● **Goal**
Copy out every line below word for word, and leave the pictures out of your copy.

[start]

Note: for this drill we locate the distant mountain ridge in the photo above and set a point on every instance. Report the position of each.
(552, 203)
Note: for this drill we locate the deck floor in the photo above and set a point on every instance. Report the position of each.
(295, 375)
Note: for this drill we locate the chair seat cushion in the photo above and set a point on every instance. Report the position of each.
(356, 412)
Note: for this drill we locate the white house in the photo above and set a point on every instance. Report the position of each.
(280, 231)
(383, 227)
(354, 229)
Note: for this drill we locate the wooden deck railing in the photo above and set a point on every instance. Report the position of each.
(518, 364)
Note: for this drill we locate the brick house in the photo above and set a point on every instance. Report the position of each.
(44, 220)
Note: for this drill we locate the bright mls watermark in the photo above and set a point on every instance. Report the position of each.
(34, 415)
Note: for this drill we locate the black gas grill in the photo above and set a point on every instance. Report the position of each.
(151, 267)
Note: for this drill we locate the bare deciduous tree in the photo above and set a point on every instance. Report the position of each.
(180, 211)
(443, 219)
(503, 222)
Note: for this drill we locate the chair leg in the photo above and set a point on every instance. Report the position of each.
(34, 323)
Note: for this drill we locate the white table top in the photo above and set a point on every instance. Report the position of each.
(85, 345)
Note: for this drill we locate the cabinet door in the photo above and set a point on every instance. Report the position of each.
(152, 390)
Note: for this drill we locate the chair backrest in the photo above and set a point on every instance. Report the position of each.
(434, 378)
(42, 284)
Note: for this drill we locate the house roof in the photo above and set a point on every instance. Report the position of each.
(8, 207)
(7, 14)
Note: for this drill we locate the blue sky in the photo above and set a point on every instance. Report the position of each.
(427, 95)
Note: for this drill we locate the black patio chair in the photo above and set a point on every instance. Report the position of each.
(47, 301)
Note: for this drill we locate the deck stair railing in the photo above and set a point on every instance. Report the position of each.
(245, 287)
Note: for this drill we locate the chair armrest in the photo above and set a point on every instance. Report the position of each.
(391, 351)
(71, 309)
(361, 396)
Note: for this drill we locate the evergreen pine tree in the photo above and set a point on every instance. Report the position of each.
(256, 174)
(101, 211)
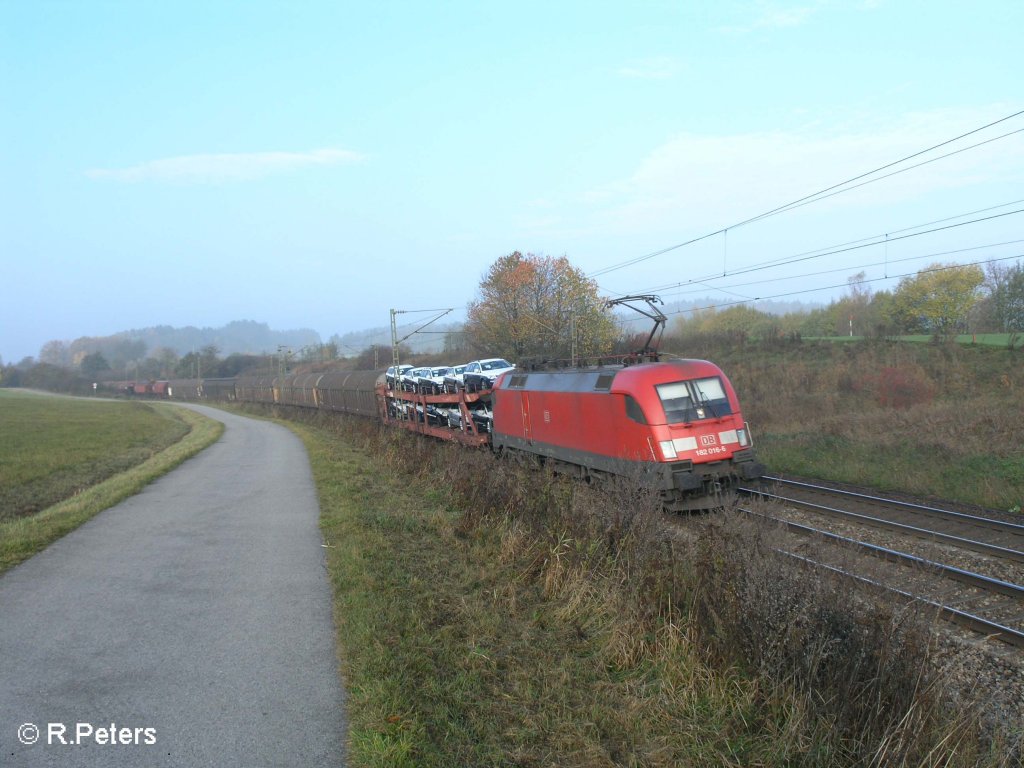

[end]

● **Answer**
Note: for this drill we locate the distant mountain ridge in the photo above and set a point on every instance. Report the position of each.
(552, 203)
Note: for this drill we locate the deck floor in the photo above and set a point on every instance. Report the position of each.
(295, 375)
Note: for this drill we locate the chair seat cushion in the photo above and set a point on every instance. Report the position of each.
(356, 412)
Note: for this drill we locate the white house in the photo above and set a point on every instance. Report the position of each.
(280, 231)
(383, 227)
(354, 229)
Note: for this drill we locate the wooden deck railing in the photo above and set a point on every instance. Report the position of each.
(518, 364)
Note: for this drill we locate the brick house in the photo above and set a point on every instance. Report the position of each.
(44, 220)
Note: for this drill we locate the bright mls watermark in the photo above and set a point on every instance. Report the position of each.
(34, 415)
Note: for this drill we locate the black gas grill in the photo above and set a point on every instance. Report the position of each.
(151, 267)
Note: for this drill we locate the bare deciduous tree in the photo above and set a point on every instance. Report the position of each.
(180, 211)
(443, 219)
(503, 222)
Note: for this drill we locate the chair leg in the photo above and set a point on every instance. Report the position of each.
(34, 323)
Note: for this drill we locate the white table top in the photo above and set a point on every instance. Report the position of each.
(85, 345)
Note: for this drill we locate the cabinet door in the photo above and set a point on every instance. Report the position of each.
(152, 390)
Note: for this drill we locate the chair backrest in the photo above and set a point on every instance. Report the position of each.
(434, 378)
(42, 284)
Note: for this drill we locate the house roof in the photo above and set a point on every instance. Report the position of each.
(8, 207)
(7, 14)
Note: for this drill we locate the blue sky in the photo above and set a point on every instance. Report the position of each.
(427, 95)
Note: for this drill we locate the black patio chair in the photo above and set a point on every instance. Report the position of each.
(47, 301)
Note: for this drill we locate the deck stair railing in the photo above and set a point on every instance. Report the position of each.
(245, 287)
Note: for this drill we locate the chair armrest in the photo above and set a point on every instance. Report the position of each.
(391, 351)
(71, 309)
(361, 396)
Note: for this drill we locate the evergreen pine tree in the photo above and set a point on every instance. Report the position of each.
(256, 174)
(101, 211)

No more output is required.